What you will do: Find the count of lines in the material below that include the word "metal". State nothing but that number.

++++++++++

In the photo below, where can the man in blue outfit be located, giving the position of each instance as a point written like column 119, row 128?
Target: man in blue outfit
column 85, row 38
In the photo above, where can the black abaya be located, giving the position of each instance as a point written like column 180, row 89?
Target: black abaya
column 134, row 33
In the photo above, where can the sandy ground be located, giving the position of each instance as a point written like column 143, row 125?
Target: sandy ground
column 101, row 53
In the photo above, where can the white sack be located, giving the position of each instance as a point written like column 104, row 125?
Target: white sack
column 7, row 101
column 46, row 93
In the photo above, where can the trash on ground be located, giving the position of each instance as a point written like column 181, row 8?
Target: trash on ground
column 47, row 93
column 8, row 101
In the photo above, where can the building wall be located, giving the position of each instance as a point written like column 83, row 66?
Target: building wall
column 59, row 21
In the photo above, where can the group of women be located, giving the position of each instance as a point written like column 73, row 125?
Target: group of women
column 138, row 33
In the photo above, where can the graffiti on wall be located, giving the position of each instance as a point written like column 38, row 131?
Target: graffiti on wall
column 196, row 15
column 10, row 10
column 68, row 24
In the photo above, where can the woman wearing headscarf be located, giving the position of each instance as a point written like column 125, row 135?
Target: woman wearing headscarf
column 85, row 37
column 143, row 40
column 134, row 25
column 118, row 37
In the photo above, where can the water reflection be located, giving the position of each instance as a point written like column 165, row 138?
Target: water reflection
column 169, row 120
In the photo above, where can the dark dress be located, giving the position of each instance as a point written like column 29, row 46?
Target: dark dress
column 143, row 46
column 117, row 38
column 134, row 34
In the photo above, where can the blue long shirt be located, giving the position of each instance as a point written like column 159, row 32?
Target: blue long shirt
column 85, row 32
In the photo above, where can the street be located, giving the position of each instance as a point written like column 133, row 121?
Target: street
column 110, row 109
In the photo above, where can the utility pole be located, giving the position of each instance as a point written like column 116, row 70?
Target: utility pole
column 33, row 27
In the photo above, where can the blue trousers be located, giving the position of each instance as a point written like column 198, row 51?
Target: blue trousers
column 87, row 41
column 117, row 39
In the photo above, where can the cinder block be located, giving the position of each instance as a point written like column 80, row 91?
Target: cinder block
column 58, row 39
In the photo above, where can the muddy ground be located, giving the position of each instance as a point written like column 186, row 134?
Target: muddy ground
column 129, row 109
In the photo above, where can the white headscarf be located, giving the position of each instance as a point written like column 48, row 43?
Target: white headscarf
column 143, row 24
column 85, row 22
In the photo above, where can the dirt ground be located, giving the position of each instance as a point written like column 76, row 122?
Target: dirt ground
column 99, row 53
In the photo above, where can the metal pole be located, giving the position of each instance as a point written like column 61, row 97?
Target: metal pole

++++++++++

Finished task: 2